Records drawn from a dataset
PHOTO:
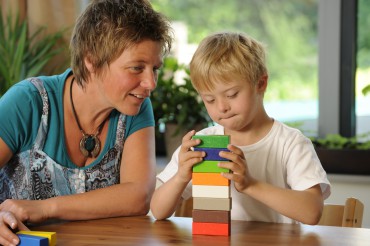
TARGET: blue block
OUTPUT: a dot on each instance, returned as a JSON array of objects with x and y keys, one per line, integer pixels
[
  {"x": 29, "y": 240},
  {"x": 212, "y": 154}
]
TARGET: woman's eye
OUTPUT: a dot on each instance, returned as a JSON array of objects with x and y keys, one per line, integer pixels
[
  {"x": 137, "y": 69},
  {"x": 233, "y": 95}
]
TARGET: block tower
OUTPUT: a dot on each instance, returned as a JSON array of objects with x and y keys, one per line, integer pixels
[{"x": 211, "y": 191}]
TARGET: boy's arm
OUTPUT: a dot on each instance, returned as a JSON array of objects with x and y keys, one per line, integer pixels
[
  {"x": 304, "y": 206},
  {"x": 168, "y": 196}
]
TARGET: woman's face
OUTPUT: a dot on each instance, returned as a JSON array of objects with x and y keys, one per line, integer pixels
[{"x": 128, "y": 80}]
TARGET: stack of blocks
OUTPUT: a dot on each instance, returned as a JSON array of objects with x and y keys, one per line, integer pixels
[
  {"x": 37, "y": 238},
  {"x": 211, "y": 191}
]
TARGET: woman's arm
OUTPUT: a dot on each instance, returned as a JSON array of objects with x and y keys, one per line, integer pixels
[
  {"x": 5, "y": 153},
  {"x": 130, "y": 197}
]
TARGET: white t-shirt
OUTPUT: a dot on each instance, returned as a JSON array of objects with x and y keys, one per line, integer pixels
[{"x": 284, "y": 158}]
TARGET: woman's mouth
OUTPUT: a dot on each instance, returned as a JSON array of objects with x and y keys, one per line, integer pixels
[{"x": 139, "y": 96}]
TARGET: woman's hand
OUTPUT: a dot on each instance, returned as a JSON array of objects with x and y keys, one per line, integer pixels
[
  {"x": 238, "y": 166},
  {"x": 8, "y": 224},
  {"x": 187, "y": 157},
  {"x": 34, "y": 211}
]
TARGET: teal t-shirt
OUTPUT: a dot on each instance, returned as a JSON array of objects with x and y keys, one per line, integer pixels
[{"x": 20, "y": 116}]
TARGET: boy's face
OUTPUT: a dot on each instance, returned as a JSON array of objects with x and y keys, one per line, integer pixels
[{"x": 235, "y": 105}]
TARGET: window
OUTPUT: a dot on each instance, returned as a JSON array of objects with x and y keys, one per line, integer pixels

...

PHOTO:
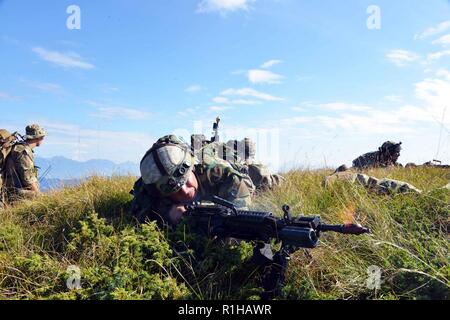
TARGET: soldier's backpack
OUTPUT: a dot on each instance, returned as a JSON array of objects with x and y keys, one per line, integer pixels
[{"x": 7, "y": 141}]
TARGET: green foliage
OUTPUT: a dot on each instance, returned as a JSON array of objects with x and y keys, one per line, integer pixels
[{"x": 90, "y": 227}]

## Task instructions:
State how many lines of the records above hold the word "woman", adding nothing beyond the number.

## Expected output:
5